Exercise task. Present every line of the records below as a numbered list, skipping any blank lines and leaving the pictures out of your answer.

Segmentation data

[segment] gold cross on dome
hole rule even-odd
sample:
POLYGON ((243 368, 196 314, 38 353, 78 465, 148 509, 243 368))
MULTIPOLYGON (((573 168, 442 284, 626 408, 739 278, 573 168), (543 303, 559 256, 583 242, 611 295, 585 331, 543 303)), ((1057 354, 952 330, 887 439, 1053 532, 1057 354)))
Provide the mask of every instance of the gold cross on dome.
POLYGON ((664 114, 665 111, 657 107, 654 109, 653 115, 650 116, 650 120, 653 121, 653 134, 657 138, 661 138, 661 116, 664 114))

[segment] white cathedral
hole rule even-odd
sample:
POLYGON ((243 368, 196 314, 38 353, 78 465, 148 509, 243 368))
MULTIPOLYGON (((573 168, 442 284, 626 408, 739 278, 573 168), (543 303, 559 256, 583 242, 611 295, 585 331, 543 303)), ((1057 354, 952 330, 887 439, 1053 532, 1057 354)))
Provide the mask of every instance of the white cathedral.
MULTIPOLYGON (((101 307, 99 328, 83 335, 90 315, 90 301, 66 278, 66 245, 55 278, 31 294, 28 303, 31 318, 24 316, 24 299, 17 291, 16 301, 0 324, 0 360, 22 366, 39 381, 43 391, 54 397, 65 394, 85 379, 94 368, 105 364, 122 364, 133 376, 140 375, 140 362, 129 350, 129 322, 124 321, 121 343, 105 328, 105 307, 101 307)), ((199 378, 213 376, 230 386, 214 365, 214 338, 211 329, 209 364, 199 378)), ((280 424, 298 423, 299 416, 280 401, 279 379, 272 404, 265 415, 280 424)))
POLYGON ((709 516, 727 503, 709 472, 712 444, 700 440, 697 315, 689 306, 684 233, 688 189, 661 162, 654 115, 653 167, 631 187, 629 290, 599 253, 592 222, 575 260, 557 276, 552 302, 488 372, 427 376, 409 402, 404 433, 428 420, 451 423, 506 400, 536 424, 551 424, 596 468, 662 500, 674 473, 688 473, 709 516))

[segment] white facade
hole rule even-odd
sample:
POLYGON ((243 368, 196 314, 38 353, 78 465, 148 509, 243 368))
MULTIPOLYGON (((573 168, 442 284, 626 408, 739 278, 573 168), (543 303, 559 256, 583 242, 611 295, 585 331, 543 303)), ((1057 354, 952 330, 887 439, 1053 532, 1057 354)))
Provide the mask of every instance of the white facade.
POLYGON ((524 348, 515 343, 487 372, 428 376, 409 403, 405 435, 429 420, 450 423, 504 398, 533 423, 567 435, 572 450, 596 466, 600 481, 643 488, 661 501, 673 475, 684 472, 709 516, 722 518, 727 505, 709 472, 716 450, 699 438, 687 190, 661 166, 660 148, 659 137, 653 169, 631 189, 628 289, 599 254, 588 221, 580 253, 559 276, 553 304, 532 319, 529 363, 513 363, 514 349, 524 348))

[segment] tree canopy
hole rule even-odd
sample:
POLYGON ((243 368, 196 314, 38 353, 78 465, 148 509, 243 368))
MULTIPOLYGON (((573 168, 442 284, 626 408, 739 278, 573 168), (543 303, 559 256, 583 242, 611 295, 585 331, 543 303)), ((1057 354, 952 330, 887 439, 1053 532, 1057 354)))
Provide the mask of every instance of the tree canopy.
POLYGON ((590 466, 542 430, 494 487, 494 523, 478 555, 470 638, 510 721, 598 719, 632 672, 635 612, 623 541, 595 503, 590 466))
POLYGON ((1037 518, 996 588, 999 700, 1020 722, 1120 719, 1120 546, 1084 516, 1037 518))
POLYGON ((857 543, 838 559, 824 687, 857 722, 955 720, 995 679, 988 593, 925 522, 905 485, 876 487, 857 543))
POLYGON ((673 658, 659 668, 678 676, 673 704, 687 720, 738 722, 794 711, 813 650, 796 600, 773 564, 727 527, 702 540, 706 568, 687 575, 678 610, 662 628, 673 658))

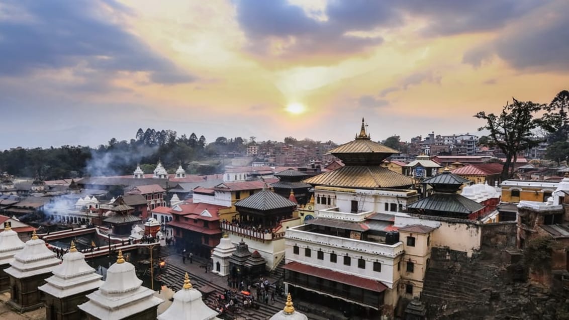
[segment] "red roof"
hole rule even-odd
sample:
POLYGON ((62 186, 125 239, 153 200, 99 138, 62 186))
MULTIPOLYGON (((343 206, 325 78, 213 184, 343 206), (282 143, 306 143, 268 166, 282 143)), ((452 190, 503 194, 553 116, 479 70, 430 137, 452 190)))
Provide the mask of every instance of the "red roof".
POLYGON ((162 214, 170 214, 170 210, 172 210, 172 208, 171 208, 171 207, 164 207, 164 206, 159 206, 159 207, 156 207, 155 208, 152 209, 150 211, 151 211, 152 212, 155 212, 156 213, 162 213, 162 214))
POLYGON ((159 185, 138 185, 130 189, 129 193, 139 193, 141 194, 147 194, 149 193, 158 193, 166 192, 162 187, 159 185))
POLYGON ((328 269, 316 268, 298 262, 288 263, 285 264, 283 268, 291 271, 362 288, 376 292, 382 292, 387 288, 385 285, 377 280, 362 278, 352 275, 333 271, 328 269))

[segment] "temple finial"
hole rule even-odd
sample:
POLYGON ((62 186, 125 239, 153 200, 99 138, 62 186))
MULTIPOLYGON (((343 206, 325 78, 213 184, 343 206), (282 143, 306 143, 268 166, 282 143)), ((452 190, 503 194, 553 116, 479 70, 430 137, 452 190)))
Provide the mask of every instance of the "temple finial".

Response below.
1. [segment] gold cross on dome
2. hole rule even-odd
3. sample:
4. POLYGON ((243 368, 196 314, 38 353, 78 465, 148 509, 243 368))
5. MULTIPOLYGON (((573 168, 442 284, 626 408, 739 278, 573 168), (543 303, 559 256, 583 242, 611 295, 585 331, 543 303)), ((1057 354, 952 330, 887 439, 1053 532, 1057 354)))
6. Provide the mask of every instance of the gold cross on dome.
7. POLYGON ((664 114, 665 111, 657 107, 654 109, 653 115, 650 116, 650 120, 653 121, 653 134, 657 138, 661 138, 661 116, 664 114))
8. [segment] white cathedral
9. hole rule even-odd
10. sample:
11. POLYGON ((243 368, 196 314, 38 353, 78 465, 148 509, 243 368))
12. MULTIPOLYGON (((573 168, 442 284, 626 408, 739 278, 573 168), (543 303, 559 256, 583 242, 611 295, 585 331, 543 303)), ((1057 354, 952 330, 887 439, 1053 532, 1057 354)))
13. Provide the mask of every instance of the white cathedral.
14. MULTIPOLYGON (((101 307, 99 328, 83 335, 90 315, 90 301, 66 278, 66 245, 55 278, 31 294, 28 303, 31 318, 24 316, 24 299, 17 291, 16 301, 0 324, 0 360, 22 366, 39 381, 43 391, 54 397, 65 394, 85 379, 94 368, 105 364, 122 364, 133 376, 140 375, 140 362, 129 350, 129 322, 124 321, 121 343, 105 328, 105 307, 101 307)), ((199 378, 213 376, 230 386, 214 365, 214 338, 211 329, 209 364, 199 378)), ((280 424, 298 423, 299 416, 280 401, 279 379, 272 404, 265 415, 280 424)))
15. POLYGON ((709 516, 727 503, 709 472, 712 444, 700 440, 697 315, 689 306, 684 233, 688 189, 661 162, 654 115, 653 167, 631 187, 629 290, 599 253, 592 222, 575 260, 557 276, 552 302, 488 372, 427 376, 409 402, 404 433, 428 420, 451 423, 506 400, 536 424, 551 424, 596 468, 662 500, 674 473, 688 473, 709 516))
16. [segment] white facade
17. hole rule even-odd
18. sample:
19. POLYGON ((243 368, 196 314, 38 353, 78 465, 148 509, 243 368))
20. MULTIPOLYGON (((573 168, 442 284, 626 408, 739 278, 573 168), (543 303, 559 256, 583 242, 611 295, 585 331, 543 303)), ((1057 354, 952 330, 887 439, 1053 532, 1057 354)))
21. Provide the mask of every instance of the white facade.
22. POLYGON ((524 348, 515 343, 487 372, 428 376, 409 403, 405 435, 429 420, 450 423, 504 398, 533 423, 567 435, 572 450, 596 466, 600 481, 643 488, 661 501, 673 475, 684 472, 709 516, 722 518, 727 505, 709 472, 716 450, 699 438, 687 190, 661 166, 660 148, 659 137, 653 169, 631 189, 628 289, 599 254, 588 221, 580 253, 559 276, 553 304, 532 319, 529 363, 513 363, 514 349, 524 348))
23. [segment] tree canopy
24. hole rule even-odd
25. sample:
26. POLYGON ((243 368, 196 314, 38 353, 78 465, 148 509, 243 368))
27. MULTIPOLYGON (((573 168, 442 284, 626 408, 739 278, 573 168), (543 303, 559 256, 583 242, 611 295, 585 331, 543 303)), ((1057 354, 952 330, 887 439, 1053 532, 1057 354)))
28. Provide the mask of every instance of the tree canopy.
29. POLYGON ((590 466, 542 430, 494 487, 494 523, 478 555, 470 638, 510 721, 598 719, 632 672, 635 612, 623 541, 595 503, 590 466))
30. POLYGON ((1037 518, 996 588, 999 700, 1020 722, 1120 719, 1120 546, 1084 516, 1037 518))
31. POLYGON ((857 543, 838 559, 824 687, 857 722, 955 720, 995 679, 988 593, 925 522, 905 485, 876 487, 857 543))
32. POLYGON ((673 658, 659 668, 678 676, 673 704, 687 720, 738 722, 794 711, 813 650, 796 600, 773 564, 727 527, 702 540, 706 568, 687 575, 678 610, 662 628, 673 658))
33. [segment] "red roof"
34. hole rule even-odd
35. sample:
36. POLYGON ((62 186, 125 239, 153 200, 99 138, 62 186))
37. MULTIPOLYGON (((343 206, 325 78, 213 184, 343 206), (282 143, 306 143, 268 166, 282 143)), ((452 190, 503 194, 553 116, 479 70, 430 137, 452 190)))
38. Provide the mask of every instance of the "red roof".
39. POLYGON ((162 214, 170 214, 170 210, 172 210, 172 208, 171 208, 171 207, 164 207, 164 206, 159 206, 159 207, 156 207, 155 208, 152 209, 150 211, 151 211, 152 212, 155 212, 156 213, 162 213, 162 214))
40. POLYGON ((159 185, 138 185, 130 189, 129 193, 139 193, 141 194, 147 194, 149 193, 158 193, 166 192, 162 187, 159 185))
41. POLYGON ((328 269, 316 268, 298 262, 288 263, 285 264, 283 268, 291 271, 362 288, 376 292, 382 292, 387 288, 385 285, 377 280, 362 278, 352 275, 333 271, 328 269))
42. [segment] "temple finial"
43. hole rule even-odd
44. sample:
45. POLYGON ((62 186, 125 239, 153 200, 99 138, 62 186))
46. MULTIPOLYGON (((343 206, 325 78, 213 184, 343 206), (282 143, 306 143, 268 166, 282 143)), ((452 190, 503 194, 553 116, 479 70, 430 137, 452 190)))
47. Provide the mask of every instance of the "temple finial".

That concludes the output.